[Position identification records]
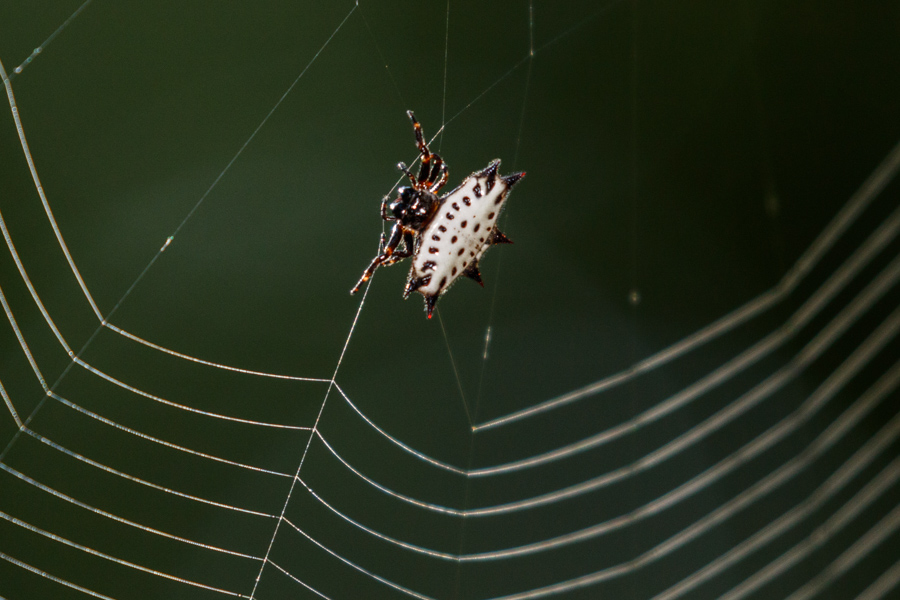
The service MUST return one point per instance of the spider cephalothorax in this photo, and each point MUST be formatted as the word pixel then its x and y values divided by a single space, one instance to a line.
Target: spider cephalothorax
pixel 447 235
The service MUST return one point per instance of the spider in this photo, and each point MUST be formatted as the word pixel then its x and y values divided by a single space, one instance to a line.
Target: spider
pixel 446 235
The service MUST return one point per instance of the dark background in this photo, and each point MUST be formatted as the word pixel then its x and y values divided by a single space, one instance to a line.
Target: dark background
pixel 680 157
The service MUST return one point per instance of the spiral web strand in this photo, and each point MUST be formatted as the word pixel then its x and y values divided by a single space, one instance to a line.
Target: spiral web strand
pixel 818 479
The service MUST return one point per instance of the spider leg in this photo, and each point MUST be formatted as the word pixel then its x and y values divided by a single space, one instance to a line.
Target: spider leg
pixel 385 215
pixel 396 236
pixel 439 174
pixel 408 249
pixel 412 178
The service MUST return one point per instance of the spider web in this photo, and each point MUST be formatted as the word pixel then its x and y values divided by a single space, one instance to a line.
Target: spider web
pixel 681 381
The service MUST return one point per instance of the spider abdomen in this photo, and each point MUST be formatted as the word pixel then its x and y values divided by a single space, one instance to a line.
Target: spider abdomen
pixel 463 228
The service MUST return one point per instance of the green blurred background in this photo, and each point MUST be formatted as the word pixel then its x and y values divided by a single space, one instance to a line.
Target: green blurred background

● What you should do
Reproduce word for word the lines of the data from the line containing "The service MUST return one point per instance of the spiral" up to and including the line containing "pixel 818 479".

● Exercise result
The service MUST return one point per instance of the spiral web strand in this photo, and each point MUST be formatted as the word pixel then its x and y values divided by a single space, one instance to a line.
Target: spiral web strand
pixel 818 479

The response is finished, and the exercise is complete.